- **Record extracts**:
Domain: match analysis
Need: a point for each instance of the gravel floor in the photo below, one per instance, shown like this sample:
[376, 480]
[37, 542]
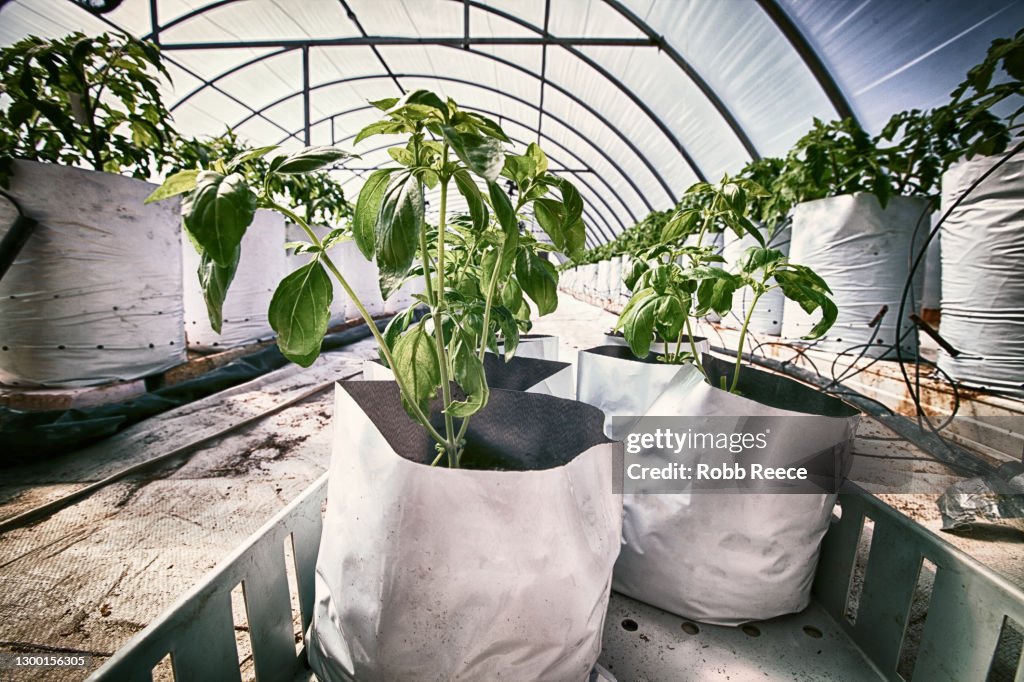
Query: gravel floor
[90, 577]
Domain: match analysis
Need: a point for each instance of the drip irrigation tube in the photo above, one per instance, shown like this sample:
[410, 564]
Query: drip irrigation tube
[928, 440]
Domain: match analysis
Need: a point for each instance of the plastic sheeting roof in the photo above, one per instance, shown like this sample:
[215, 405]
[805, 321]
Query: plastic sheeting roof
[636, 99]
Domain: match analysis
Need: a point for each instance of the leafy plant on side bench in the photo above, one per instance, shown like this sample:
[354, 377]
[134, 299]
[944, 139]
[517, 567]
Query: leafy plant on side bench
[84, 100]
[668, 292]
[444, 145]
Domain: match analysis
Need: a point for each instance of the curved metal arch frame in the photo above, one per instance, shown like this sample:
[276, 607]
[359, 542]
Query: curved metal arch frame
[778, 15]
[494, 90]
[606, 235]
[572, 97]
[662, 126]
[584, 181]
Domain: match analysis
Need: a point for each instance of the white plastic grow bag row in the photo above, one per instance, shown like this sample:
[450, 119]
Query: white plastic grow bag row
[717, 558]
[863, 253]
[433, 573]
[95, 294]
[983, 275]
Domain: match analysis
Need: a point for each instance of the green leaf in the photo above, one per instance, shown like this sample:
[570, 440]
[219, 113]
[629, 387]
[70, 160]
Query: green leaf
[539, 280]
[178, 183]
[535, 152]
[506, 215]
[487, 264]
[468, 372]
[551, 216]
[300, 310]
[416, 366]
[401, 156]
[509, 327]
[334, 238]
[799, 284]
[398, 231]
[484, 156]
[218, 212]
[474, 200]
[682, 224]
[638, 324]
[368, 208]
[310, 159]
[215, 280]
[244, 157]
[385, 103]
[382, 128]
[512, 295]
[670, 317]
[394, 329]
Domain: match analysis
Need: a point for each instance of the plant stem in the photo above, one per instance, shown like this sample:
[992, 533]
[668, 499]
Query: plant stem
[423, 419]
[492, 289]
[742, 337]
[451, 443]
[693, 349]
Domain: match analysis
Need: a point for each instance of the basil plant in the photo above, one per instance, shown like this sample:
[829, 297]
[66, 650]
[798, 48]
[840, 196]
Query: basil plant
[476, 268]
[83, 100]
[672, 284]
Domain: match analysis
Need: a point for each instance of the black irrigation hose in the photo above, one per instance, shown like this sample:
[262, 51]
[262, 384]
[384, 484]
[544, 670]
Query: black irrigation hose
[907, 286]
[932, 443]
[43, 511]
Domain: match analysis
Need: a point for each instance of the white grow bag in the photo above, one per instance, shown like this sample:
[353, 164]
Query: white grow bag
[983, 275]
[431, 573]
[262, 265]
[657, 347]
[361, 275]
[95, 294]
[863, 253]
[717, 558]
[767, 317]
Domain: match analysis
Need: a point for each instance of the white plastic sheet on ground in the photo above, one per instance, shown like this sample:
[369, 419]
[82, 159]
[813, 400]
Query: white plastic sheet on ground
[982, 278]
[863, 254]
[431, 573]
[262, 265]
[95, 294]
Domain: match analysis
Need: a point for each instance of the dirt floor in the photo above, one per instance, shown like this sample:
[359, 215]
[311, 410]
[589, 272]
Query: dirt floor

- **Set problem**: Count the lines of the material above that contain the string "tube". Reply with the number only.

- **Solution to this task**: 2